Task objective
Where does the string "dark" occur in the records? Copy each line that holds it.

Dataset items
------------
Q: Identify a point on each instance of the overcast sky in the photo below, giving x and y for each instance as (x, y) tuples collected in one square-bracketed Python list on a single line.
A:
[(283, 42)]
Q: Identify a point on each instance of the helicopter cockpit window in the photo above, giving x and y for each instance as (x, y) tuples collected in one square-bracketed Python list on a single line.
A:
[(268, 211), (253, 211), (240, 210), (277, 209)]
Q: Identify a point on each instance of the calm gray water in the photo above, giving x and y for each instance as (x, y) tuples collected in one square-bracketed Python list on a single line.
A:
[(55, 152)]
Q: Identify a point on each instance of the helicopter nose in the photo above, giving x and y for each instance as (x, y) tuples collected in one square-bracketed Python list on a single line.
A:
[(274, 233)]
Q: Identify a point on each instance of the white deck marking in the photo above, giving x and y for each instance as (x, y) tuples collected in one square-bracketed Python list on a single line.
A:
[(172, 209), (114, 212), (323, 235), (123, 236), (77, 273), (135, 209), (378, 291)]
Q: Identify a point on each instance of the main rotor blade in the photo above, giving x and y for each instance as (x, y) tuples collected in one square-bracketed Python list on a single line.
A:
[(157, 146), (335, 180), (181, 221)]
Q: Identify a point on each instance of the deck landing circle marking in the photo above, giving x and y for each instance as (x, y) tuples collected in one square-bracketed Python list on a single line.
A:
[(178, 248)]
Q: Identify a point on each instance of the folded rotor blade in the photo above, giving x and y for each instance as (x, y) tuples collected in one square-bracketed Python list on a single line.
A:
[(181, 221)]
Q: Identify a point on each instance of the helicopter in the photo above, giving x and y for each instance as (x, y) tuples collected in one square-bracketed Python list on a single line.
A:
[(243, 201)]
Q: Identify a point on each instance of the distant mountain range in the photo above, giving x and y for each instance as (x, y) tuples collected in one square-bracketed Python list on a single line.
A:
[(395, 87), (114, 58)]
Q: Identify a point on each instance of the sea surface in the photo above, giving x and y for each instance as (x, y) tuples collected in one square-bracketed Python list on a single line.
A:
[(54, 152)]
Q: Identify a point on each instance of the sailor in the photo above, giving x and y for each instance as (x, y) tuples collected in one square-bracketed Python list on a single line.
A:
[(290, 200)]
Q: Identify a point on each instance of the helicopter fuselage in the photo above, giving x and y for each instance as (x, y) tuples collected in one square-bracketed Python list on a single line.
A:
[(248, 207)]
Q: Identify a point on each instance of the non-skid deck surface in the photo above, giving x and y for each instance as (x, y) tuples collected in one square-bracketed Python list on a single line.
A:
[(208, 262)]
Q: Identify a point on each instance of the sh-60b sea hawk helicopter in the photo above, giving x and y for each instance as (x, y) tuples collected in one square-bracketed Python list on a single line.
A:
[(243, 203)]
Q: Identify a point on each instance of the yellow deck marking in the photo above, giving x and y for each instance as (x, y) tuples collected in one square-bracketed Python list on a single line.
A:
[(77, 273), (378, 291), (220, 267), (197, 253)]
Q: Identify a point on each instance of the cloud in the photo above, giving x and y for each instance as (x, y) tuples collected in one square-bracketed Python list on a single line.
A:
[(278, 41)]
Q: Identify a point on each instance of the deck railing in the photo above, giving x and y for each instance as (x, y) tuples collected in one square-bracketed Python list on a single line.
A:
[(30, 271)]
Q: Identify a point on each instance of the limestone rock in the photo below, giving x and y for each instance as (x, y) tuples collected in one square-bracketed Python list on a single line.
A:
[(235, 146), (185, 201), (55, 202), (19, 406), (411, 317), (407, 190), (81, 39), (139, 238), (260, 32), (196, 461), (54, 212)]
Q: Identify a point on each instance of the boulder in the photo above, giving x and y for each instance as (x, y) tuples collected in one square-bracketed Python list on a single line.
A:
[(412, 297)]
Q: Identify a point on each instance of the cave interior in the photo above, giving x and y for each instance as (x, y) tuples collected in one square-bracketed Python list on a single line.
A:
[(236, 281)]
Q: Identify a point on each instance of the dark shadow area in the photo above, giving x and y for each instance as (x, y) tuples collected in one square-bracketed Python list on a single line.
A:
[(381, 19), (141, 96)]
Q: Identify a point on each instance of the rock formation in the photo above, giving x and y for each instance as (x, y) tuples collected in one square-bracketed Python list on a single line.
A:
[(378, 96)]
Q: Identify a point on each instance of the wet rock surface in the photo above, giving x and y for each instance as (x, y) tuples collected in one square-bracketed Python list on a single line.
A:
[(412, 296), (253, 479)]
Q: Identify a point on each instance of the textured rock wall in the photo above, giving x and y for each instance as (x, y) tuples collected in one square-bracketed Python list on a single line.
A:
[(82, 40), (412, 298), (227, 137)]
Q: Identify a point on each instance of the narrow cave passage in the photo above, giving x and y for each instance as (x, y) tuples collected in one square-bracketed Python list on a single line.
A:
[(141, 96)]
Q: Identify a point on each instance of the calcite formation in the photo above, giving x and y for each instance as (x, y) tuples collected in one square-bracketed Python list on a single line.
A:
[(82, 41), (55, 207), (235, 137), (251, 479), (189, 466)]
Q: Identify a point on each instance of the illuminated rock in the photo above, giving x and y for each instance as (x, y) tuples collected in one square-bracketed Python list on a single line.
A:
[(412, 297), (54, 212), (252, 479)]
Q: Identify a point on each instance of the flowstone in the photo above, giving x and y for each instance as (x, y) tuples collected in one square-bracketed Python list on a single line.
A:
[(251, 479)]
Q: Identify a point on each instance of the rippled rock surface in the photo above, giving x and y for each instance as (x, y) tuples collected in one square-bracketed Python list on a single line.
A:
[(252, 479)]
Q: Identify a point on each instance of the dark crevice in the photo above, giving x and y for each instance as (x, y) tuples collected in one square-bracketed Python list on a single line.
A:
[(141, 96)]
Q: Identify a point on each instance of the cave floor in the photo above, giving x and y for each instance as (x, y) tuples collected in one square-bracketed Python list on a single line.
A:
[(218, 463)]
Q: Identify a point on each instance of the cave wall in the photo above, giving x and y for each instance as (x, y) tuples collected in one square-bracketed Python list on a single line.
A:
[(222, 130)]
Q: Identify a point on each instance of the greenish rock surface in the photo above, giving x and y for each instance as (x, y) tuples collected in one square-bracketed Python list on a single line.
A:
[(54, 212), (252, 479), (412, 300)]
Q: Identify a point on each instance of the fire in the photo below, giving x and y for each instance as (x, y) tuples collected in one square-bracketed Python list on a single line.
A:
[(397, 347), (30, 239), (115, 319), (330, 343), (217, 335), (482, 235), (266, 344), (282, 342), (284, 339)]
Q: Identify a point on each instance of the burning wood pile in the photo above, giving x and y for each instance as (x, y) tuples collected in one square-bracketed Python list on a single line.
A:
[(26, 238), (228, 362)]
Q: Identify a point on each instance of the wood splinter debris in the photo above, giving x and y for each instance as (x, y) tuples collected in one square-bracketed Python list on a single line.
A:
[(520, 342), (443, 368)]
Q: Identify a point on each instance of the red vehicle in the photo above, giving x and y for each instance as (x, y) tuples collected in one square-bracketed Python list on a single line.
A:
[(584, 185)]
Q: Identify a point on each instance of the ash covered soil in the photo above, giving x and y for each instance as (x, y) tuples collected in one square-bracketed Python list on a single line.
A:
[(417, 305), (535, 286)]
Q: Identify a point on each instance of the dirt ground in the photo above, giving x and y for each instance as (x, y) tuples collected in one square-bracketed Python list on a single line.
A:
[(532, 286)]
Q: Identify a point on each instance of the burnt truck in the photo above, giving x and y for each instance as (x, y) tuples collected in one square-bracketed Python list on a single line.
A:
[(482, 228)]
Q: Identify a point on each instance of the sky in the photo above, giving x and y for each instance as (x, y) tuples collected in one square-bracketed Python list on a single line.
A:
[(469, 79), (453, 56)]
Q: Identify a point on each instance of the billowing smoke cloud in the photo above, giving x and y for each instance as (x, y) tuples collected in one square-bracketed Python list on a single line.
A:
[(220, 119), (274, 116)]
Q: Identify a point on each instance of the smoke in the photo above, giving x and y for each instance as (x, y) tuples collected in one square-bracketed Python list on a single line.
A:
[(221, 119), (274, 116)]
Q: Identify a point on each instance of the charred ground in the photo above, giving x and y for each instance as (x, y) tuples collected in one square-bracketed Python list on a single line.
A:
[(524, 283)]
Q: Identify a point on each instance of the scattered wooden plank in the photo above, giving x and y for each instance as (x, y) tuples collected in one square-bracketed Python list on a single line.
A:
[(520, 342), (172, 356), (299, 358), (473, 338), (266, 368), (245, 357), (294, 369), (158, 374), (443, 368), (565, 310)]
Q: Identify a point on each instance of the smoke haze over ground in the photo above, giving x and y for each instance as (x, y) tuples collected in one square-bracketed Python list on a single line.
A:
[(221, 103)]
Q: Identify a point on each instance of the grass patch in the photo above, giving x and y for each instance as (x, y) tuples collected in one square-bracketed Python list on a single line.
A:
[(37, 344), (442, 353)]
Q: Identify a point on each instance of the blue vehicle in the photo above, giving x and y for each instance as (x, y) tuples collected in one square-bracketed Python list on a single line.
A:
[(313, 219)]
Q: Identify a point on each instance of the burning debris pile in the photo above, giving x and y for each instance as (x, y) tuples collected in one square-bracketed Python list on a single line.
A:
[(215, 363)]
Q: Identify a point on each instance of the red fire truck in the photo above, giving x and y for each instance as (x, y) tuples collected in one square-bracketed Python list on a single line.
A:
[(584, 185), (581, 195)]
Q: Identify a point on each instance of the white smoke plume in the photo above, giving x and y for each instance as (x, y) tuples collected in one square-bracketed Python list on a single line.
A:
------------
Task answer
Q: Identify a point on each instance of the dark shadow area in the photo above, giving x and y for each instance as (x, y) tuples collected in one square-bracketed Python list on a single line.
Q: Identify a point on each instance of the dark crevice in the photo above, giving x and y for each instance as (x, y) tuples collected in one square-bracketed Python list on a single line.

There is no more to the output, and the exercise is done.